DATOS EXTRAÍDOS
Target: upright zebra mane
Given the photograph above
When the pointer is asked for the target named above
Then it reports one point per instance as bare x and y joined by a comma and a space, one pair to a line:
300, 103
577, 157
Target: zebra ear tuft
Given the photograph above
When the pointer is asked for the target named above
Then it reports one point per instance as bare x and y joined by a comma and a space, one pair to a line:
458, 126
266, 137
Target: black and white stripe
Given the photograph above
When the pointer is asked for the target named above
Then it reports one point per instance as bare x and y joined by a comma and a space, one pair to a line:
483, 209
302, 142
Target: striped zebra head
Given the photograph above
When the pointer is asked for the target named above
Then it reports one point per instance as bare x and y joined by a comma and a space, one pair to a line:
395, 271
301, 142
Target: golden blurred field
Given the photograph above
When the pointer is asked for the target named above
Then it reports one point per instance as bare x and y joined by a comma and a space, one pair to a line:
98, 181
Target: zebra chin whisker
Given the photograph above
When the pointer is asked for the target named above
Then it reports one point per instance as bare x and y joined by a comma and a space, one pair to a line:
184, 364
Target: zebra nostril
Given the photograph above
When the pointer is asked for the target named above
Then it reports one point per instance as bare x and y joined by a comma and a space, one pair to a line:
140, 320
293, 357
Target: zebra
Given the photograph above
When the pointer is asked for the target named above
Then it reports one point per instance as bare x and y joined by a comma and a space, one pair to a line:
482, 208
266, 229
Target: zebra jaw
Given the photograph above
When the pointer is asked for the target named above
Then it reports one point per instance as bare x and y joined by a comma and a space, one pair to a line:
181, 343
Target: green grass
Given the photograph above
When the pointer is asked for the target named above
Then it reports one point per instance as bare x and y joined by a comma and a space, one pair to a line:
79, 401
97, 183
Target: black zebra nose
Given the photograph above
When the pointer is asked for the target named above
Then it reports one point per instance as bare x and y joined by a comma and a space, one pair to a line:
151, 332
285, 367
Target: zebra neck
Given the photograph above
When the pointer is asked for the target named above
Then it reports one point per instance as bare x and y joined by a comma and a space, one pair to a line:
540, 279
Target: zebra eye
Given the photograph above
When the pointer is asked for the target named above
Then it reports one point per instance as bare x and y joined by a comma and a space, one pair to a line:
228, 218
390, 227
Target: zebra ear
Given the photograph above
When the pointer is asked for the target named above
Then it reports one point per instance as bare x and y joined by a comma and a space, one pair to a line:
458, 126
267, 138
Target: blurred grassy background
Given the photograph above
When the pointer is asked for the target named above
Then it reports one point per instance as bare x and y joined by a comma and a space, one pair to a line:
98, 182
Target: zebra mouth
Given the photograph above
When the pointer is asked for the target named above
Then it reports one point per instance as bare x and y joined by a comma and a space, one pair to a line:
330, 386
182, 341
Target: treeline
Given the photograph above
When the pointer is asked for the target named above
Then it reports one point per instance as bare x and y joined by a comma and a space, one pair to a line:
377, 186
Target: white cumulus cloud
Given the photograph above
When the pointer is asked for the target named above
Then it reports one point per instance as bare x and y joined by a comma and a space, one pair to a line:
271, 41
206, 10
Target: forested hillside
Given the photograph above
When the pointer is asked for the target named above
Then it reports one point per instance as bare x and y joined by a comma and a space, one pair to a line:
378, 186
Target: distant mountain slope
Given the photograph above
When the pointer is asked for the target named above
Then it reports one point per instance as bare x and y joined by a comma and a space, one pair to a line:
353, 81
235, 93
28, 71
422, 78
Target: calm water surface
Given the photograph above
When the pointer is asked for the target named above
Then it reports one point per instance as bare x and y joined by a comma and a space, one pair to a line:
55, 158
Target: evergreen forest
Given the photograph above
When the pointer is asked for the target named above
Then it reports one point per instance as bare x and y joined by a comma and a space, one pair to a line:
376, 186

---

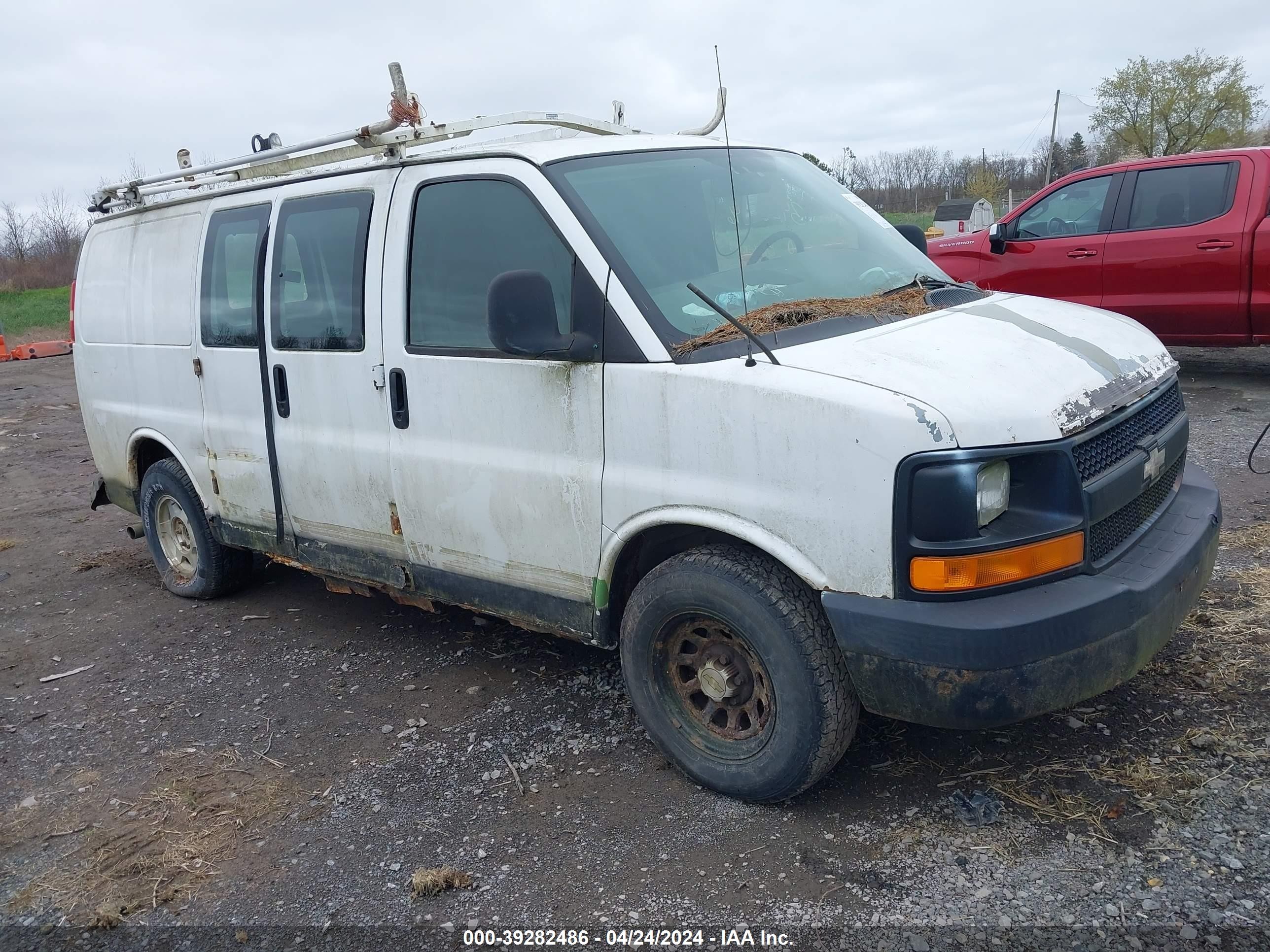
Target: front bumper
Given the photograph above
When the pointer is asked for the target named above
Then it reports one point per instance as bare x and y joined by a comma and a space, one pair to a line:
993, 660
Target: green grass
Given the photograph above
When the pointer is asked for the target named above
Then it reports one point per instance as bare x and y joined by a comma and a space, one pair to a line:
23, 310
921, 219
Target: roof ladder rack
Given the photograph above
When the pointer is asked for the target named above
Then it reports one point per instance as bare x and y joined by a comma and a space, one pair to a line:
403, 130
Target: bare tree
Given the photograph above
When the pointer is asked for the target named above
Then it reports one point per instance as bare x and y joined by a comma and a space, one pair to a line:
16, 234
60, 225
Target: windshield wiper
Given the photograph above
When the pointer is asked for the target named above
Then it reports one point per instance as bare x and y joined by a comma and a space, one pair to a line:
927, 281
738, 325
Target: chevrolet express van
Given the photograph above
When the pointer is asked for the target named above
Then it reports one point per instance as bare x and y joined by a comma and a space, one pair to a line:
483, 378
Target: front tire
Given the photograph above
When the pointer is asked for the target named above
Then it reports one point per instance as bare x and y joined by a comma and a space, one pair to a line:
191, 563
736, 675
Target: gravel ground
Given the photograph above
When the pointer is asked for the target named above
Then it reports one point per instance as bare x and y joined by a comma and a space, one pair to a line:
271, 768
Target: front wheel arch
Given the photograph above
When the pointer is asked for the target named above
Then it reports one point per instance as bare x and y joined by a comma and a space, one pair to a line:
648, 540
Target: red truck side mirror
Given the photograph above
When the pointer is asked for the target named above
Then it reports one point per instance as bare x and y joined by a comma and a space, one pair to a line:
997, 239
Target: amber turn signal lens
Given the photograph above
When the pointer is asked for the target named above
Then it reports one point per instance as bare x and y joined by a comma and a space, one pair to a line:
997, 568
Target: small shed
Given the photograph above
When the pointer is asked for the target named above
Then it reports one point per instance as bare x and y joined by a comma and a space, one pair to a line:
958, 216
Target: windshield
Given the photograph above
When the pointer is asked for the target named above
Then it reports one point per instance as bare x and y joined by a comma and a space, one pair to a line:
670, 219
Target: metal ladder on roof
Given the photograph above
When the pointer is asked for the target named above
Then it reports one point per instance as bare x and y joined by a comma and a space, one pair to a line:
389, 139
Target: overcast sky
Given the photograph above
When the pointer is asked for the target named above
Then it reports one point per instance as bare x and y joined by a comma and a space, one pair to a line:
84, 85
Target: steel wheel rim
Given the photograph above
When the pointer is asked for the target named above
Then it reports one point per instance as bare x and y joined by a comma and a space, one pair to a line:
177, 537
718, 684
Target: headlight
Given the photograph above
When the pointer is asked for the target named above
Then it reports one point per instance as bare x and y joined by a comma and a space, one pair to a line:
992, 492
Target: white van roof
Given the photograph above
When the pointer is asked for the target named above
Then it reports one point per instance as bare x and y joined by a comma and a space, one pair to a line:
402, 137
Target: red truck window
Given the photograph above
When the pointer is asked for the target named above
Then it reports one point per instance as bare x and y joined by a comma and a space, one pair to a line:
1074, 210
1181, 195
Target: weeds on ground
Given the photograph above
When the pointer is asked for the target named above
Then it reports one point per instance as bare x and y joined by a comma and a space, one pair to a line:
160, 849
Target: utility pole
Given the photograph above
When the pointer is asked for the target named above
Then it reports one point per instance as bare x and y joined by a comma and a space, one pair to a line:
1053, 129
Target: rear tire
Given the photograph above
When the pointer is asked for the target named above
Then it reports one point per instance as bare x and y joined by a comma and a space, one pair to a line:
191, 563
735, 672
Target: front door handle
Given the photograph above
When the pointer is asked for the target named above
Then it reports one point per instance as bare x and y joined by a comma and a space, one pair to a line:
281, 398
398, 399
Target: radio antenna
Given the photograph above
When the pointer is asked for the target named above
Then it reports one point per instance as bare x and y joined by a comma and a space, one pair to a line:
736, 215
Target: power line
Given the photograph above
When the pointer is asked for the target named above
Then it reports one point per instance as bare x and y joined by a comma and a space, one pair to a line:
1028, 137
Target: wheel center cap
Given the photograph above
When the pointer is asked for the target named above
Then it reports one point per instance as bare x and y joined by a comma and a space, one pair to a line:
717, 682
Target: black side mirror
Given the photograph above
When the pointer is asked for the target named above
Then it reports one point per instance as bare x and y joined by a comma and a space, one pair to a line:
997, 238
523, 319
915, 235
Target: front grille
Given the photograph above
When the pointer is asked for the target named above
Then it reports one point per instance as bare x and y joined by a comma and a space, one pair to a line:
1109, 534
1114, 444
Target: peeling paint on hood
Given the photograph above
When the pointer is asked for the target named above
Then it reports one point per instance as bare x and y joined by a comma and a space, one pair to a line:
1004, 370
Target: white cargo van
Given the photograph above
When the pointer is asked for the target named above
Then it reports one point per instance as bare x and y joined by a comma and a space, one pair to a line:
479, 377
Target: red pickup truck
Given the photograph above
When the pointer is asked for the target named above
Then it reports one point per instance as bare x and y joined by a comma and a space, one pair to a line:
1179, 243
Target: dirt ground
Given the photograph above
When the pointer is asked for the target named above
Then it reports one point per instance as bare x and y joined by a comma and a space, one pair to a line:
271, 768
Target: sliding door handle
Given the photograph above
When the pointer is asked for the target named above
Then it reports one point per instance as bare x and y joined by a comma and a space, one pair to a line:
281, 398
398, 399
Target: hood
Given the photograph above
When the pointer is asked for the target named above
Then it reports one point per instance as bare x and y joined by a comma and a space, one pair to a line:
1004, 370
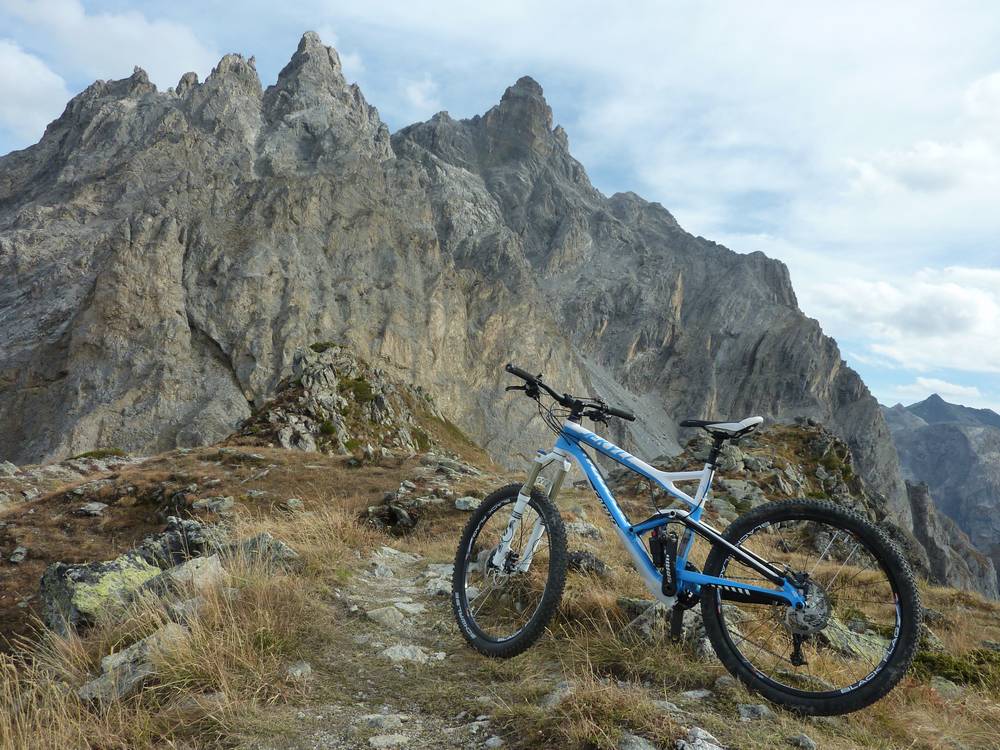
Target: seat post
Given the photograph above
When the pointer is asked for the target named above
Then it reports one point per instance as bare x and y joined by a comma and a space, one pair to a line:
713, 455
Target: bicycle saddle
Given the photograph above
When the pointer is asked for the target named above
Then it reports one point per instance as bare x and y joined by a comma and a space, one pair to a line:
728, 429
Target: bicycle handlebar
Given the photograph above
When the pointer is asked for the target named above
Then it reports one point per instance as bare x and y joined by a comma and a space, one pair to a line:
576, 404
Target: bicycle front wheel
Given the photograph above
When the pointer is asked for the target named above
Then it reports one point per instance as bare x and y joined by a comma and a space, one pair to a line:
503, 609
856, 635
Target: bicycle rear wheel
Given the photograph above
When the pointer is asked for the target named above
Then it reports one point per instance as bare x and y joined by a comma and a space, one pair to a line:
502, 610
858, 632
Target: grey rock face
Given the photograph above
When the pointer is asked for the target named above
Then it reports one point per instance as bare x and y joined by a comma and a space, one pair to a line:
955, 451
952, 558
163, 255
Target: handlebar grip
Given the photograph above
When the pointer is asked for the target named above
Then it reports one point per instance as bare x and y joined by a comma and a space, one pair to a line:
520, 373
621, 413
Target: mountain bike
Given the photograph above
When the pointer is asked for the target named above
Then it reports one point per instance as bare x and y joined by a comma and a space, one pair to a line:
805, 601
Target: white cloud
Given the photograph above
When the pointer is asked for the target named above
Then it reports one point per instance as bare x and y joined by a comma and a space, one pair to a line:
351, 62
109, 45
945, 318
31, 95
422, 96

...

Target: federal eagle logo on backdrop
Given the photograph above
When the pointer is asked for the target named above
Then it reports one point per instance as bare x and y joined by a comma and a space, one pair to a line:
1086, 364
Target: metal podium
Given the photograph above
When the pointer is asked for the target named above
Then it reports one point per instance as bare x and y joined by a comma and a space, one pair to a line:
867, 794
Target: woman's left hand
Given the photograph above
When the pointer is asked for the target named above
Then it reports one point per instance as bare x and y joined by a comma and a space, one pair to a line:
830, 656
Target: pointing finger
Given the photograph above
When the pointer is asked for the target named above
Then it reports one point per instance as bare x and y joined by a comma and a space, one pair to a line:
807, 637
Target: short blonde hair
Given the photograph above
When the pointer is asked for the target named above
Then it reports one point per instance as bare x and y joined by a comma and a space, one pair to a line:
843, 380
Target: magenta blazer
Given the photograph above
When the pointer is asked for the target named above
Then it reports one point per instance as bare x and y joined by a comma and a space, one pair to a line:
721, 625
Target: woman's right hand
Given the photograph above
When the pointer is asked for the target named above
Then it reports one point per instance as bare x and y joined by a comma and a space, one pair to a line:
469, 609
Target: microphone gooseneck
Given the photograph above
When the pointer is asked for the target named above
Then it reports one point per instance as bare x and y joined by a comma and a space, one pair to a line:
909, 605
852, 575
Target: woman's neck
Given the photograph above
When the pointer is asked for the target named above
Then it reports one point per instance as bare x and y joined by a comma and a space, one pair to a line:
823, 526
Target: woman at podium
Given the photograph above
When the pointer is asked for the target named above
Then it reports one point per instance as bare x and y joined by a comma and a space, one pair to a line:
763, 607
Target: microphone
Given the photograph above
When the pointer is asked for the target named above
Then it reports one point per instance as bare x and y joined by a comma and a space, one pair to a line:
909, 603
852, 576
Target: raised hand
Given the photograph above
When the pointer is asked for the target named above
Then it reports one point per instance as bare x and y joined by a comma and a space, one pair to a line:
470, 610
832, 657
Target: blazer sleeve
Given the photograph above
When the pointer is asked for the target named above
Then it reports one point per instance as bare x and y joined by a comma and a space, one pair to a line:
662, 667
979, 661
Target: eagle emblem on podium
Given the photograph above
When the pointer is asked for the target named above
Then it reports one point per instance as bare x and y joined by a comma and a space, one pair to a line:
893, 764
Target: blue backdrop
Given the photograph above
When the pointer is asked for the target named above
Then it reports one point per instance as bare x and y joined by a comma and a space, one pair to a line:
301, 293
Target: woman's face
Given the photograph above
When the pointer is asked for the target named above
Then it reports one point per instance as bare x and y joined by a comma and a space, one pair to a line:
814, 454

OBJETIVO DEL EJERCICIO
Busca en las entradas anteriores todas las líneas que contienen la palabra "zebra" y cópialas, teniendo en cuenta las mayúsculas y minúsculas.

RESPUESTA RESUELTA
Target: upright zebra mane
Target: zebra ear tuft
Target: striped zebra head
Target: zebra chin whisker
Target: zebra nostril
Target: zebra
Target: zebra jaw
Target: black zebra nose
Target: zebra neck
Target: zebra eye
Target: zebra ear
Target: zebra mouth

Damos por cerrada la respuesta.